### Reading passage
------------

Instructional time may include but is not limited to:
Working on posted modules or lessons prepared by the instructor; discussion forum interactions with the instructor and/or other students; making presentations and getting feedback from the instructor; attending office hours or other synchronous sessions with the instructor.
Student time outside of class:
In any seven-day period, a student is expected to be academically engaged through submitting an academic assignment; taking an exam or an interactive tutorial, or computer-assisted instruction; building websites, blogs, databases, social media presentations; attending a study group;contributing to an academic online discussion; writing papers; reading articles; conducting research; engaging in small group work.
LIBR 200, LIBR 202, LIBR 204.
Student Learning Outcomes
Upon successful completion of the course, students will be able to:
- Understand the difference between primary and secondary research.
- Demonstrate knowledge of fundamental principles and processes of conducting research.
- Articulate the research method(s) covered in the course, appropriately apply them, and understand their strengths and liabilities.
- Understand appropriate data collection/analysis tools, and ethical concerns related to research.
Core Competencies (Program Learning Outcomes)
LIBR 285 supports the following core competencies:
- L Demonstrate understanding of quantitative and qualitative research methods and of the evaluation and synthesis of research literature.

------------

### Work required
Extend the LIBR 285 research methods syllabus beyond its final line.

------------

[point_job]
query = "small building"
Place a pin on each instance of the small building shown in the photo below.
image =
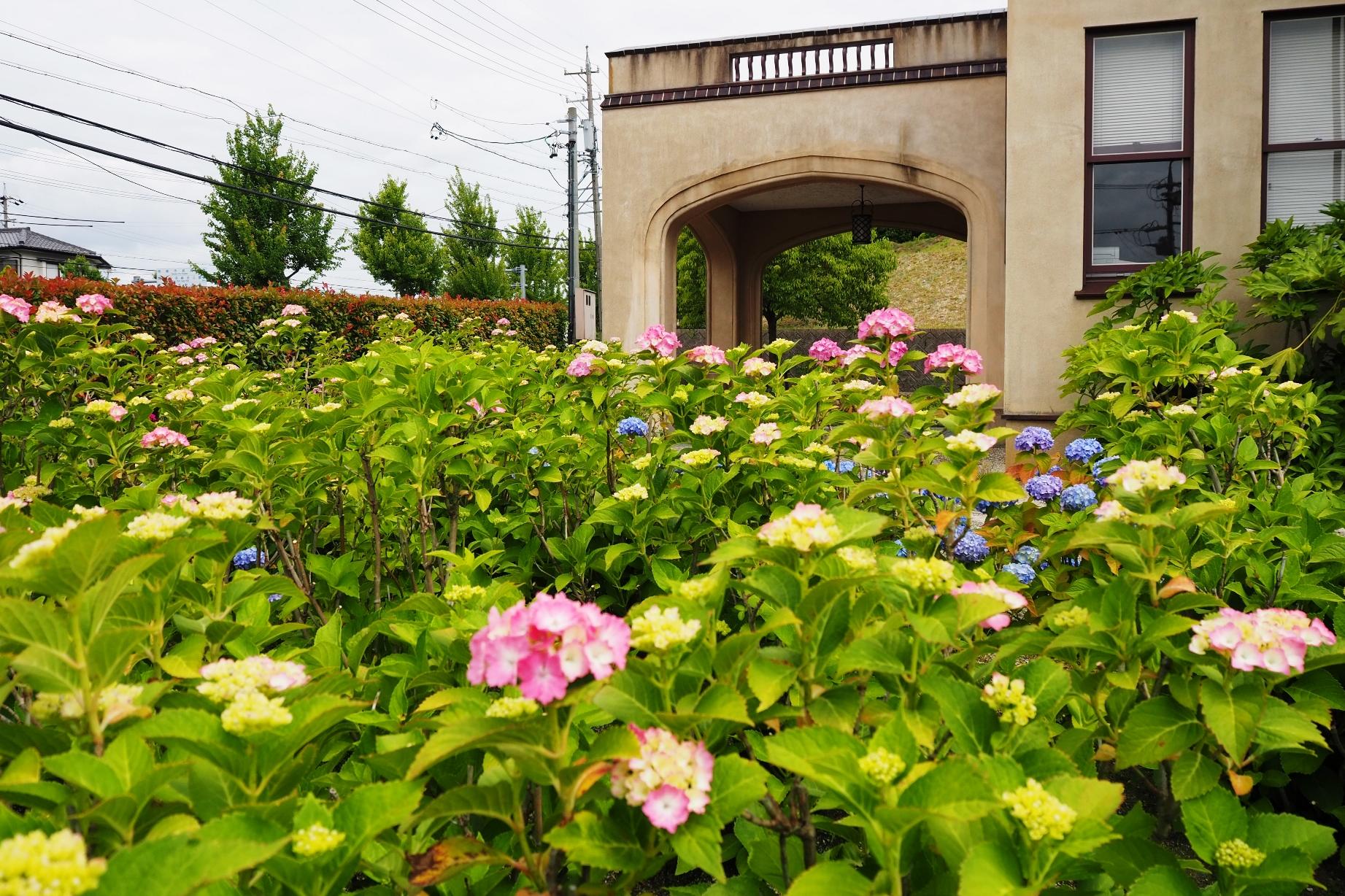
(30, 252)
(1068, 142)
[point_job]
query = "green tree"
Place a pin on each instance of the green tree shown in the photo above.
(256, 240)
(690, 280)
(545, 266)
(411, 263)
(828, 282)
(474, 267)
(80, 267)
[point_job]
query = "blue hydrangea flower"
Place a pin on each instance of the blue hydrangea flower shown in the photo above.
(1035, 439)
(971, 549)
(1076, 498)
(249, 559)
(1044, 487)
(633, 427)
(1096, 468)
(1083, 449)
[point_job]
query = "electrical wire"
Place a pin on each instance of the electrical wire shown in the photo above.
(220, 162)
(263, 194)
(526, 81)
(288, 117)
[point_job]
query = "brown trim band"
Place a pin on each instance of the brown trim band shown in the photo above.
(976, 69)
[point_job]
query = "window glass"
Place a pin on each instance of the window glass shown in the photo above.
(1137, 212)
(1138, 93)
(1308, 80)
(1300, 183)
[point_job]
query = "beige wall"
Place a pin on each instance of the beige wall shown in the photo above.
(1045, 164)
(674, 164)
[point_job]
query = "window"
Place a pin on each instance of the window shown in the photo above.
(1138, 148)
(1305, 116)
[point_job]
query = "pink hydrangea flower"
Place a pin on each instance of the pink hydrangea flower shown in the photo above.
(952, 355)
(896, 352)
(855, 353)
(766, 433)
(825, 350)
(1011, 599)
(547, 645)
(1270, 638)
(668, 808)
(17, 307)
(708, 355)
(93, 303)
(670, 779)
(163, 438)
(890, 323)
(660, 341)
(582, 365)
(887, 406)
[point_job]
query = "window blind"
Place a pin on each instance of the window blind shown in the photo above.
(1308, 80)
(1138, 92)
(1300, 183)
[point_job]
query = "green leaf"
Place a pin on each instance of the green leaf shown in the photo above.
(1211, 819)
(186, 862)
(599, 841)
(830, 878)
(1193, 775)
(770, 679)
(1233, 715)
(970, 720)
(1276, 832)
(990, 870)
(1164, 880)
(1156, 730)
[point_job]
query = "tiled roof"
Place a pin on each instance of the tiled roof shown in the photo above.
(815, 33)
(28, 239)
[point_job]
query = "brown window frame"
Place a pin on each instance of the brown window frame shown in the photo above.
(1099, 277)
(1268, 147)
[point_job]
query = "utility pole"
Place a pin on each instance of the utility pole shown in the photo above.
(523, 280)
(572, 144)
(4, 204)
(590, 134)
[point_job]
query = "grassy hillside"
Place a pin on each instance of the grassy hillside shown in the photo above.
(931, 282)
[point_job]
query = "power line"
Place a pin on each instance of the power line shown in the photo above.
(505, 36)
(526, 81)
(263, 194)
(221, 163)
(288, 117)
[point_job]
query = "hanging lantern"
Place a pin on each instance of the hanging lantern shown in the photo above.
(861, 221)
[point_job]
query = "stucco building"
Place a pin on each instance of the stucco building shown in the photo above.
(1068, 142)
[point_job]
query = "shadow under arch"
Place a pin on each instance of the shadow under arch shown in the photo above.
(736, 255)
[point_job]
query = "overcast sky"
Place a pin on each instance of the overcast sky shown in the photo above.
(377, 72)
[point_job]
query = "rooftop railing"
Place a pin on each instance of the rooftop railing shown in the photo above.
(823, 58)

------------

### Answer to this problem
- Bhattacherjee, A. (2012). Social science research: Principles, methods, and practices. University of South Florida Scholar Commons. Available through Amazon: 1475146124
- Wheelan, C. (2013). Naked statistics: Stripping the dread from the data. New York, NY: W.W. Norton. Available through Amazon: 039334777X
The standard SJSU School of Information Grading Scale is utilized for all iSchool courses:
|97 to 100||A|
|94 to 96||A minus|
|91 to 93||B plus|
|88 to 90||B|
|85 to 87||B minus|
|82 to 84||C plus|
|79 to 81||C|
|76 to 78||C minus|
|73 to 75||D plus|
|70 to 72||D|
|67 to 69||D minus|
In order to provide consistent guidelines for assessment for graduate level work in the School, these terms are applied to letter grades:
- C represents Adequate work; a grade of "C" counts for credit for the course;
- B represents Good work; a grade of "B" clearly meets the standards for graduate level work;
For core courses in the MLIS program (not MARA) — INFO 200, INFO 202, INFO 204 — the iSchool requires that students earn a B in the course. If the grade is less than B (B- or lower) after the first attempt you will be placed on administrative probation. You must repeat the class the following semester. If -on the second attempt- you do not pass the class with a grade of B or better (not B- but B) you will be disqualified.
- A represents Exceptional work; a grade of "A" will be assigned for outstanding work only.
Students are advised that it is their responsibility to maintain a 3.0 Grade Point Average (GPA).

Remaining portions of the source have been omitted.